• [Tekst źródłowy]
:::

Wolał śmierć niż więzienie
Fajbusiewicz na tropie(554)
Gwałciciele, zboczeńcy seksualni to dla śledczych jedna z najbardziej trudnych i skomplikowanych kategorii przestępstw do wykrycia. Często mija kilka lat, nim wreszcie wpadają w ręce policji.
W swoich telewizyjnych programach zajmowałem się tego rodzaju kategorią przestępstw kilkanaście razy. Najbardziej spektakularną sprawą była ta ze Świnoujścia, z lat 90. ubiegłego wieku, a dotyczyła gwałciciela, który prawie przez pięć lat napadł i zgwałcił kilkadziesiąt kobiet, a dwie zamordował. Policja przez te lata wydawała się bezradna. Ale jak się później okazało, mozolnie zbierała materiał biologiczny od mężczyzn ze Świnoujścia (blisko 500!) do badań DNA, by porównać je z materiałem zabezpieczonym na miejscu przestępstw. Wreszcie się udało – dzięki tym badaniom trafiono na mordercę – mieszkańca tego miasta, szanowanego obywatela. Trwało to kilka lat.

:::

• [Dostarczone dane]

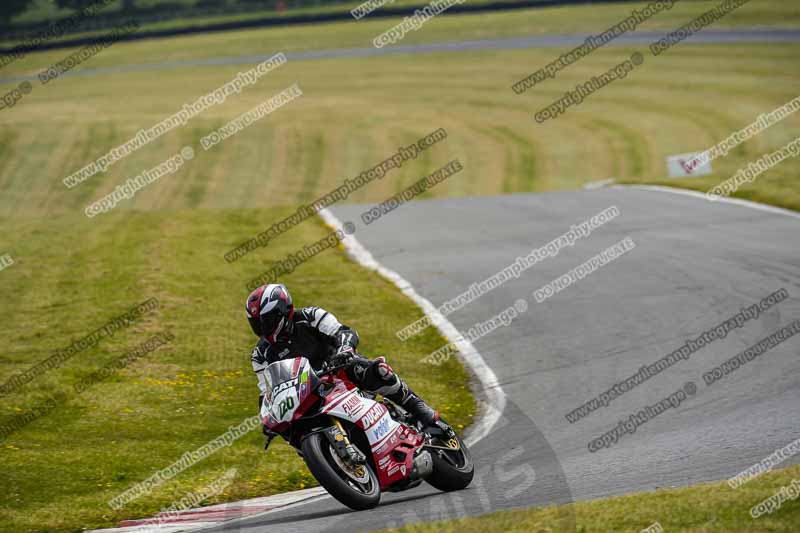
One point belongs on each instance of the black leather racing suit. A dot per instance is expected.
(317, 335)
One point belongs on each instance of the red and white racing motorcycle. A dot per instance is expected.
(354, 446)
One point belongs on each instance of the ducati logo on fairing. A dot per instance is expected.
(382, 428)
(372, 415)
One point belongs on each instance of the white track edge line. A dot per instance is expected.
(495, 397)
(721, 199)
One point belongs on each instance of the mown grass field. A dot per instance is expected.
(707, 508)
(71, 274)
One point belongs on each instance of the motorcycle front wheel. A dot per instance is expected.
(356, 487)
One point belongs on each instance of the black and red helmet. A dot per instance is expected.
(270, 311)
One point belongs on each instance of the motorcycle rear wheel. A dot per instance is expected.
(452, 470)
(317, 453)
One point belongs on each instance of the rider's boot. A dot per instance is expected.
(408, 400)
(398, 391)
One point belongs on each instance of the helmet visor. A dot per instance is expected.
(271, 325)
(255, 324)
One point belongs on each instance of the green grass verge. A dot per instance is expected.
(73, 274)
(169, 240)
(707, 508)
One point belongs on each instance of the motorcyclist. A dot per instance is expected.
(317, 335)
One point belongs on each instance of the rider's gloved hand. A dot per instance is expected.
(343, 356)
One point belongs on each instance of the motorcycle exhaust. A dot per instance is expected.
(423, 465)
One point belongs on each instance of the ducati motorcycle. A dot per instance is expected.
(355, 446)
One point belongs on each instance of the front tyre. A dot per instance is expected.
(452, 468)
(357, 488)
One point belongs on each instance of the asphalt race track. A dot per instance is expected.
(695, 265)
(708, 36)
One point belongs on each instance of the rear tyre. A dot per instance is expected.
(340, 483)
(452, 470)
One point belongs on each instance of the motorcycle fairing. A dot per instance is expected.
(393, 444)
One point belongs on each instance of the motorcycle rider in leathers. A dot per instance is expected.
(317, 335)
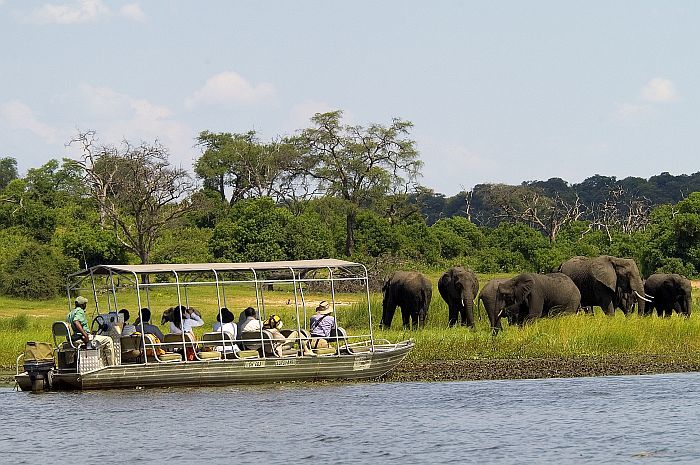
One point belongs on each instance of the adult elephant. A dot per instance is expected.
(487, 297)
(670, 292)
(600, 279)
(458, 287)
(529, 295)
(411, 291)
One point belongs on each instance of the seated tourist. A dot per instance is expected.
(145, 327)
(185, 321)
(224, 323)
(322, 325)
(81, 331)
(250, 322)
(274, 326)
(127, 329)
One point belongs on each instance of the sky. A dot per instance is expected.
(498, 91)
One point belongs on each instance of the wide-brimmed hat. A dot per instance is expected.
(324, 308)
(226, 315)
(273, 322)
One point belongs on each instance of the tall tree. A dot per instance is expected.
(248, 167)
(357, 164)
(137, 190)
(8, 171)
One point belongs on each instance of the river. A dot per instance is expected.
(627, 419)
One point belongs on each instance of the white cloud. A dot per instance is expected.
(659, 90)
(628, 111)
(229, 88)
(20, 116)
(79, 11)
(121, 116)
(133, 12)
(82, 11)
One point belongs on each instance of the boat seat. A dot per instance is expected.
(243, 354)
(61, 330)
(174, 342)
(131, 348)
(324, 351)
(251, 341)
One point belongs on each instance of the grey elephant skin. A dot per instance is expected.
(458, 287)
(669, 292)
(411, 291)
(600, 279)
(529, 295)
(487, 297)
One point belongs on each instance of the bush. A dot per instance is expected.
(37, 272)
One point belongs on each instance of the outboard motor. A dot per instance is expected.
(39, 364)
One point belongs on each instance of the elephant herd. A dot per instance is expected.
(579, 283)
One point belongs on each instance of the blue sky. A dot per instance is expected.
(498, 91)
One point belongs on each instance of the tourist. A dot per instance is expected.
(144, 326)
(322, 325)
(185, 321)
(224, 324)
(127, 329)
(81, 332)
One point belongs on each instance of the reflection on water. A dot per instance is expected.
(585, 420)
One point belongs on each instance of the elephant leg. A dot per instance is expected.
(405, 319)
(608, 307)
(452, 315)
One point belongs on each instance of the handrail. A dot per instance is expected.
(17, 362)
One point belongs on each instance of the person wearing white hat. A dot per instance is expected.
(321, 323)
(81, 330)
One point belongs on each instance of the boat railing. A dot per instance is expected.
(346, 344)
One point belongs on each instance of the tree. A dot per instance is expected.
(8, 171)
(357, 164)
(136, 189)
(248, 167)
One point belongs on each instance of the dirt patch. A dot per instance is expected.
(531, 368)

:::

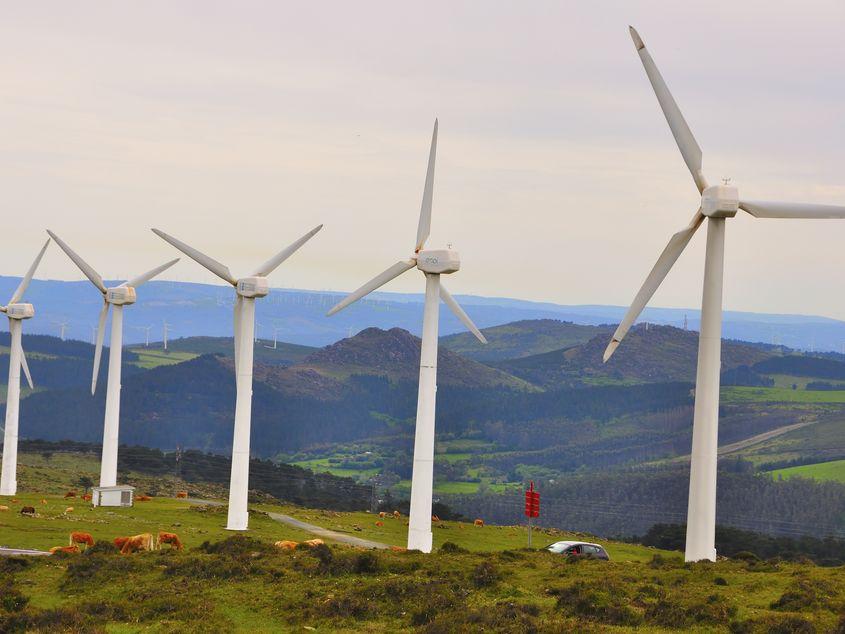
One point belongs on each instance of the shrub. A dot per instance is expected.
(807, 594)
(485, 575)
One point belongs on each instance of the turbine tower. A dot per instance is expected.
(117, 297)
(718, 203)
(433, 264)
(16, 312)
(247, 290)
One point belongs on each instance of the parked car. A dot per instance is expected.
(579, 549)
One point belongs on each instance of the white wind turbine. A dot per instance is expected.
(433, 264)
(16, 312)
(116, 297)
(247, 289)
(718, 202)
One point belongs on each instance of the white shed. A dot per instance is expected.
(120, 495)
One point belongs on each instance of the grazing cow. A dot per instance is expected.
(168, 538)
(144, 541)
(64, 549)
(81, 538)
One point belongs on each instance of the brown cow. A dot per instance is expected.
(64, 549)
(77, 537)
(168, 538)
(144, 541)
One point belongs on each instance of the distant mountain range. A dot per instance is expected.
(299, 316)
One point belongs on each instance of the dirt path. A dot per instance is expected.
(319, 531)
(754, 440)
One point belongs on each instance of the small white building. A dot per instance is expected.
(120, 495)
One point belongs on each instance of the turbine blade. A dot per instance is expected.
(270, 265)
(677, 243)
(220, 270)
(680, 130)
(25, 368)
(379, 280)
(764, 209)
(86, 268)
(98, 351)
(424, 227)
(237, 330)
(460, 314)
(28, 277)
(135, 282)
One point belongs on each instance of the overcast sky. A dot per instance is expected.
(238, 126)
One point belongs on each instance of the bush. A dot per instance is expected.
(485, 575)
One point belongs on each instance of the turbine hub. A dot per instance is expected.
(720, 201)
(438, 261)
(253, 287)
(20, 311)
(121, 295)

:::

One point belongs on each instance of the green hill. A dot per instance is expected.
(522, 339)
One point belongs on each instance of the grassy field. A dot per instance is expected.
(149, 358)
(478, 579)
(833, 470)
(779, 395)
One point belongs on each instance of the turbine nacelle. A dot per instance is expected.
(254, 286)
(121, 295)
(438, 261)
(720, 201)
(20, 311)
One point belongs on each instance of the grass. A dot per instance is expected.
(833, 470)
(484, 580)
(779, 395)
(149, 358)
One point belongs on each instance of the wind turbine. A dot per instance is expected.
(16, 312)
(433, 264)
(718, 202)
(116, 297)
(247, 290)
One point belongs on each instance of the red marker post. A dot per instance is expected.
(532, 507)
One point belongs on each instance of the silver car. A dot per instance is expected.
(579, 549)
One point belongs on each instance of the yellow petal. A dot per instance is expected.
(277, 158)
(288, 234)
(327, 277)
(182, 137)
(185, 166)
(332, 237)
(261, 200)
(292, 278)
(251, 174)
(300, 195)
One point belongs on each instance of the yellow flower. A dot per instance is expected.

:::

• [Zadania do wykonania]
(a) Odpowiedz krótko na pytania do tekstu źródłowego:
(i) Jaki numer odcinka cyklu „Fajbusiewicz na tropie” podano pod tytułem?
(ii) Ile czasu według tekstu często mija, zanim gwałciciele wpadną w ręce policji?
(iii) Od ilu mężczyzn ze Świnoujścia policja zebrała materiał biologiczny do badań DNA?
(b) Przedstaw w formie wypunktowanej listy akapit tekstu źródłowego zaczynający się od słów „W swoich telewizyjnych programach”. Zachowaj jego główne fakty.
(c) Przepisz fragment tekstu źródłowego między słowami „Wolał śmierć niż” i „w ręce policji.” włącznie i zamień w nim „śledczych” na „detektywów”.

• [Odpowiedzi]
(a)
(i) 554
(ii) Kilka lat.
(iii) Od blisko 500.

(b)
- Autor kilkanaście razy zajmował się tą kategorią przestępstw w programach telewizyjnych.
- Najbardziej spektakularna była sprawa ze Świnoujścia z lat 90. ubiegłego wieku.
- Przez prawie pięć lat gwałciciel napadł i zgwałcił kilkadziesiąt kobiet, a dwie zamordował.
- Policja wydawała się bezradna, ale zbierała materiał biologiczny od blisko 500 mężczyzn do badań DNA.
- Dzięki porównaniu z materiałem z miejsc przestępstw wykryto mordercę, szanowanego mieszkańca miasta.
- Trwało to kilka lat.

(c)
Wolał śmierć niż więzienie
Fajbusiewicz na tropie(554)
Gwałciciele, zboczeńcy seksualni to dla detektywów jedna z najbardziej trudnych i skomplikowanych kategorii przestępstw do wykrycia. Często mija kilka lat, nim wreszcie wpadają w ręce policji.